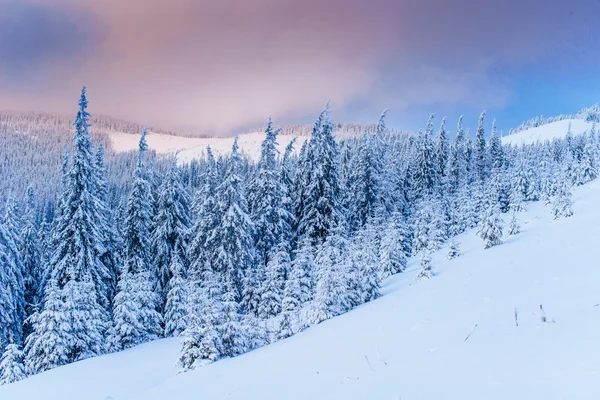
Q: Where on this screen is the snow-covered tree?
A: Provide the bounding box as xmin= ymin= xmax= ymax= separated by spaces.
xmin=111 ymin=130 xmax=162 ymax=350
xmin=0 ymin=343 xmax=27 ymax=385
xmin=552 ymin=168 xmax=573 ymax=219
xmin=150 ymin=159 xmax=190 ymax=310
xmin=379 ymin=212 xmax=407 ymax=279
xmin=446 ymin=239 xmax=462 ymax=260
xmin=297 ymin=105 xmax=342 ymax=244
xmin=25 ymin=87 xmax=109 ymax=373
xmin=477 ymin=204 xmax=503 ymax=249
xmin=417 ymin=251 xmax=435 ymax=280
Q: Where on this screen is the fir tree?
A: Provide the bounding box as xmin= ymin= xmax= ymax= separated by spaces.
xmin=298 ymin=105 xmax=342 ymax=244
xmin=552 ymin=168 xmax=573 ymax=219
xmin=379 ymin=212 xmax=407 ymax=279
xmin=417 ymin=251 xmax=435 ymax=280
xmin=164 ymin=250 xmax=188 ymax=336
xmin=0 ymin=344 xmax=27 ymax=385
xmin=150 ymin=158 xmax=190 ymax=310
xmin=473 ymin=111 xmax=488 ymax=181
xmin=213 ymin=139 xmax=258 ymax=312
xmin=446 ymin=239 xmax=462 ymax=260
xmin=507 ymin=210 xmax=521 ymax=236
xmin=477 ymin=204 xmax=503 ymax=249
xmin=111 ymin=129 xmax=162 ymax=349
xmin=258 ymin=244 xmax=290 ymax=319
xmin=25 ymin=87 xmax=108 ymax=373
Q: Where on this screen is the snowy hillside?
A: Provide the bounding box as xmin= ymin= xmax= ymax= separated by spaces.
xmin=0 ymin=181 xmax=600 ymax=400
xmin=109 ymin=129 xmax=370 ymax=163
xmin=502 ymin=119 xmax=593 ymax=145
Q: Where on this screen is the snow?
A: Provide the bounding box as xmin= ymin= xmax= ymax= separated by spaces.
xmin=0 ymin=180 xmax=600 ymax=400
xmin=502 ymin=119 xmax=592 ymax=145
xmin=109 ymin=131 xmax=360 ymax=163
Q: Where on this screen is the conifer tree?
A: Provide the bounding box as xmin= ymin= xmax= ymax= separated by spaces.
xmin=258 ymin=244 xmax=290 ymax=319
xmin=0 ymin=343 xmax=27 ymax=385
xmin=379 ymin=212 xmax=407 ymax=279
xmin=150 ymin=158 xmax=190 ymax=310
xmin=25 ymin=87 xmax=108 ymax=373
xmin=164 ymin=249 xmax=188 ymax=336
xmin=552 ymin=168 xmax=573 ymax=219
xmin=111 ymin=129 xmax=162 ymax=350
xmin=446 ymin=239 xmax=462 ymax=260
xmin=18 ymin=186 xmax=42 ymax=315
xmin=248 ymin=118 xmax=291 ymax=268
xmin=473 ymin=111 xmax=488 ymax=181
xmin=435 ymin=117 xmax=449 ymax=177
xmin=209 ymin=138 xmax=258 ymax=313
xmin=298 ymin=105 xmax=342 ymax=244
xmin=417 ymin=251 xmax=435 ymax=280
xmin=477 ymin=204 xmax=503 ymax=249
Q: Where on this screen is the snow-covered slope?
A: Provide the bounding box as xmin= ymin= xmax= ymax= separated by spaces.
xmin=502 ymin=119 xmax=592 ymax=145
xmin=0 ymin=180 xmax=600 ymax=400
xmin=109 ymin=131 xmax=360 ymax=163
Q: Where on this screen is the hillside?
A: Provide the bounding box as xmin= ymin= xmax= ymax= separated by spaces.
xmin=0 ymin=176 xmax=600 ymax=400
xmin=502 ymin=118 xmax=594 ymax=145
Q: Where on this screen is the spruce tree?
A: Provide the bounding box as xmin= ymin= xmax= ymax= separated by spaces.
xmin=552 ymin=167 xmax=573 ymax=219
xmin=446 ymin=239 xmax=462 ymax=260
xmin=477 ymin=204 xmax=503 ymax=249
xmin=0 ymin=343 xmax=27 ymax=385
xmin=150 ymin=158 xmax=190 ymax=310
xmin=209 ymin=138 xmax=258 ymax=312
xmin=18 ymin=186 xmax=42 ymax=316
xmin=298 ymin=105 xmax=343 ymax=244
xmin=473 ymin=111 xmax=489 ymax=181
xmin=25 ymin=87 xmax=108 ymax=373
xmin=379 ymin=212 xmax=407 ymax=279
xmin=111 ymin=129 xmax=162 ymax=350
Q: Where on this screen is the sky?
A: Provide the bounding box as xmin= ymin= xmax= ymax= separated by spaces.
xmin=0 ymin=0 xmax=600 ymax=134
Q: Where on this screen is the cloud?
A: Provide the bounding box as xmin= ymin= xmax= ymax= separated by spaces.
xmin=0 ymin=0 xmax=600 ymax=132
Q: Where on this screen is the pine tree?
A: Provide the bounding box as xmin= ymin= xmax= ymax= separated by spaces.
xmin=213 ymin=138 xmax=253 ymax=313
xmin=477 ymin=204 xmax=503 ymax=249
xmin=473 ymin=111 xmax=489 ymax=181
xmin=0 ymin=222 xmax=25 ymax=351
xmin=94 ymin=143 xmax=119 ymax=314
xmin=435 ymin=117 xmax=450 ymax=177
xmin=18 ymin=186 xmax=42 ymax=315
xmin=282 ymin=239 xmax=316 ymax=311
xmin=348 ymin=135 xmax=378 ymax=228
xmin=307 ymin=228 xmax=344 ymax=325
xmin=179 ymin=269 xmax=224 ymax=370
xmin=508 ymin=211 xmax=521 ymax=236
xmin=248 ymin=118 xmax=291 ymax=268
xmin=187 ymin=146 xmax=220 ymax=282
xmin=298 ymin=105 xmax=342 ymax=244
xmin=0 ymin=344 xmax=27 ymax=385
xmin=552 ymin=168 xmax=573 ymax=219
xmin=379 ymin=212 xmax=407 ymax=279
xmin=150 ymin=158 xmax=190 ymax=310
xmin=111 ymin=129 xmax=162 ymax=350
xmin=25 ymin=87 xmax=108 ymax=373
xmin=446 ymin=239 xmax=462 ymax=260
xmin=258 ymin=244 xmax=291 ymax=319
xmin=417 ymin=251 xmax=435 ymax=280
xmin=164 ymin=250 xmax=188 ymax=336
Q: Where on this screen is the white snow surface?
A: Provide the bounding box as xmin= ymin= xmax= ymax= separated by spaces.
xmin=0 ymin=180 xmax=600 ymax=400
xmin=109 ymin=131 xmax=360 ymax=163
xmin=502 ymin=119 xmax=592 ymax=145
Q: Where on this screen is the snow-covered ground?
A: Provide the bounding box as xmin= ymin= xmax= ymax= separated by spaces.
xmin=502 ymin=119 xmax=592 ymax=145
xmin=0 ymin=180 xmax=600 ymax=400
xmin=109 ymin=126 xmax=360 ymax=163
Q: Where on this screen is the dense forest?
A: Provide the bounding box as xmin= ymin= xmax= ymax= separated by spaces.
xmin=0 ymin=88 xmax=600 ymax=383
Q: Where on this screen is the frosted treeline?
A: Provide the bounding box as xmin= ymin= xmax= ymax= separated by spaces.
xmin=0 ymin=89 xmax=600 ymax=383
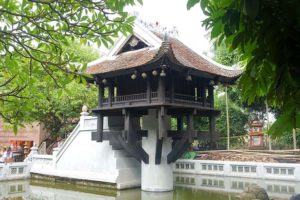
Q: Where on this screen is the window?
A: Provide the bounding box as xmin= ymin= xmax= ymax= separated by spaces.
xmin=231 ymin=165 xmax=256 ymax=173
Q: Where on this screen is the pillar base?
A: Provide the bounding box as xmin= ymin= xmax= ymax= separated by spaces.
xmin=141 ymin=109 xmax=173 ymax=192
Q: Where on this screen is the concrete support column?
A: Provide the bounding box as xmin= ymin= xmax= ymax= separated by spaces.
xmin=141 ymin=109 xmax=173 ymax=192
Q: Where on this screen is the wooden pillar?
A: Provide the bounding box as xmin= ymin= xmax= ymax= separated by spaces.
xmin=209 ymin=114 xmax=216 ymax=144
xmin=157 ymin=76 xmax=166 ymax=103
xmin=124 ymin=109 xmax=136 ymax=144
xmin=108 ymin=82 xmax=114 ymax=106
xmin=208 ymin=85 xmax=214 ymax=108
xmin=98 ymin=83 xmax=104 ymax=108
xmin=146 ymin=76 xmax=151 ymax=103
xmin=170 ymin=76 xmax=175 ymax=103
xmin=158 ymin=106 xmax=168 ymax=139
xmin=201 ymin=86 xmax=206 ymax=107
xmin=187 ymin=113 xmax=194 ymax=143
xmin=177 ymin=116 xmax=182 ymax=131
xmin=96 ymin=112 xmax=103 ymax=142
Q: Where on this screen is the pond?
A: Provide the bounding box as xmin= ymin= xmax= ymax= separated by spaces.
xmin=0 ymin=174 xmax=300 ymax=200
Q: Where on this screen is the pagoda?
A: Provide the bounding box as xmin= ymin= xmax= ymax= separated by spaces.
xmin=87 ymin=24 xmax=241 ymax=191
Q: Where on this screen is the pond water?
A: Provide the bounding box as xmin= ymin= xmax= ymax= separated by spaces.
xmin=0 ymin=174 xmax=300 ymax=200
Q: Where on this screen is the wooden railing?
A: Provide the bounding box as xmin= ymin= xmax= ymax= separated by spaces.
xmin=103 ymin=92 xmax=210 ymax=106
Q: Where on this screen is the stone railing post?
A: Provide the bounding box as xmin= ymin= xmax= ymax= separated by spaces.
xmin=52 ymin=147 xmax=60 ymax=168
xmin=24 ymin=145 xmax=39 ymax=162
xmin=79 ymin=105 xmax=89 ymax=129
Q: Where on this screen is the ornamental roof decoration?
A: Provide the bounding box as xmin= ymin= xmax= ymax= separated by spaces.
xmin=87 ymin=21 xmax=242 ymax=82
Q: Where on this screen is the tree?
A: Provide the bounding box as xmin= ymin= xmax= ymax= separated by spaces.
xmin=187 ymin=0 xmax=300 ymax=136
xmin=0 ymin=0 xmax=141 ymax=131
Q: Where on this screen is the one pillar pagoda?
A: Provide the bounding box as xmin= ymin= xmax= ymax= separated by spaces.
xmin=87 ymin=22 xmax=241 ymax=191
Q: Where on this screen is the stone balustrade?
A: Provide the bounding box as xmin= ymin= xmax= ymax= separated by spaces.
xmin=0 ymin=162 xmax=30 ymax=181
xmin=173 ymin=159 xmax=300 ymax=181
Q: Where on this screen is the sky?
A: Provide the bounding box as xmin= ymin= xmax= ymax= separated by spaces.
xmin=127 ymin=0 xmax=210 ymax=53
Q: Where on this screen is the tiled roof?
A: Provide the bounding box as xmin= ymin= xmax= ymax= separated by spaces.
xmin=87 ymin=38 xmax=241 ymax=78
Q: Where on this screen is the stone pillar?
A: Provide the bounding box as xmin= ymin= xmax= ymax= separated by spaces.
xmin=141 ymin=109 xmax=173 ymax=192
xmin=141 ymin=191 xmax=173 ymax=200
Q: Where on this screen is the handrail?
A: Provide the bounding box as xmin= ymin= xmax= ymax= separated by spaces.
xmin=103 ymin=91 xmax=210 ymax=106
xmin=56 ymin=122 xmax=80 ymax=160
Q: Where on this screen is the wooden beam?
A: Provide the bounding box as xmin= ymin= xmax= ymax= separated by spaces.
xmin=157 ymin=106 xmax=168 ymax=139
xmin=187 ymin=113 xmax=195 ymax=143
xmin=167 ymin=134 xmax=191 ymax=164
xmin=111 ymin=133 xmax=149 ymax=164
xmin=146 ymin=76 xmax=151 ymax=104
xmin=177 ymin=116 xmax=183 ymax=131
xmin=108 ymin=82 xmax=114 ymax=107
xmin=157 ymin=76 xmax=166 ymax=103
xmin=208 ymin=85 xmax=214 ymax=108
xmin=170 ymin=76 xmax=175 ymax=103
xmin=155 ymin=139 xmax=163 ymax=165
xmin=201 ymin=86 xmax=206 ymax=107
xmin=208 ymin=115 xmax=216 ymax=143
xmin=124 ymin=109 xmax=136 ymax=144
xmin=96 ymin=112 xmax=103 ymax=142
xmin=98 ymin=83 xmax=104 ymax=108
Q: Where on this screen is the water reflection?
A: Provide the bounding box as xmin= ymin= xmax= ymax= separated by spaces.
xmin=174 ymin=174 xmax=300 ymax=199
xmin=0 ymin=174 xmax=300 ymax=200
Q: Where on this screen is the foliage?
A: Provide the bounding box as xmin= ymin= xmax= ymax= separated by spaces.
xmin=215 ymin=88 xmax=248 ymax=136
xmin=272 ymin=130 xmax=300 ymax=149
xmin=2 ymin=41 xmax=99 ymax=138
xmin=32 ymin=81 xmax=97 ymax=138
xmin=0 ymin=0 xmax=141 ymax=132
xmin=187 ymin=0 xmax=300 ymax=136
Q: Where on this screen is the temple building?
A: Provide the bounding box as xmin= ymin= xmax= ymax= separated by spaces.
xmin=87 ymin=24 xmax=241 ymax=191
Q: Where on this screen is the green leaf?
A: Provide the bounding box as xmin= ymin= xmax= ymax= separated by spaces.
xmin=186 ymin=0 xmax=200 ymax=10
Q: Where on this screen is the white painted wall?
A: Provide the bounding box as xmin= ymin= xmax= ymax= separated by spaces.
xmin=141 ymin=110 xmax=173 ymax=191
xmin=30 ymin=113 xmax=141 ymax=189
xmin=173 ymin=159 xmax=300 ymax=181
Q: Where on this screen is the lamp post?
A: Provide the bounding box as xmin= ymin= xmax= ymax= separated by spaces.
xmin=293 ymin=128 xmax=297 ymax=150
xmin=266 ymin=100 xmax=272 ymax=151
xmin=225 ymin=85 xmax=230 ymax=150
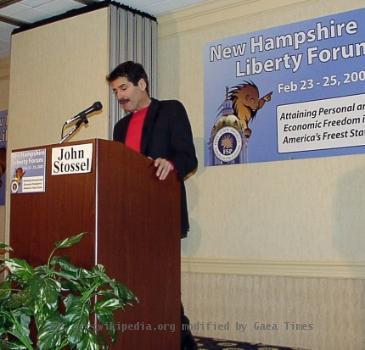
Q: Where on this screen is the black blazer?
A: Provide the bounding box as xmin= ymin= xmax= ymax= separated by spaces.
xmin=113 ymin=99 xmax=198 ymax=237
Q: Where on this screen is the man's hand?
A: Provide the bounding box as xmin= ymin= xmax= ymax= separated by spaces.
xmin=153 ymin=158 xmax=174 ymax=180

▶ **Directive**: Rewrite the lines from the start of the entries through the line that has "xmin=297 ymin=105 xmax=342 ymax=244", replacing "snow-covered tree" with "frosted pine" and changing nothing else. Leave out the pictures.

▶ **The reply**:
Q: Where on this screen is the frosted pine?
A: Provide the bounding box as xmin= ymin= xmax= ymax= separated by spaces.
xmin=111 ymin=130 xmax=162 ymax=350
xmin=0 ymin=343 xmax=27 ymax=385
xmin=552 ymin=168 xmax=573 ymax=219
xmin=150 ymin=159 xmax=190 ymax=310
xmin=379 ymin=212 xmax=407 ymax=279
xmin=446 ymin=239 xmax=462 ymax=260
xmin=297 ymin=105 xmax=342 ymax=244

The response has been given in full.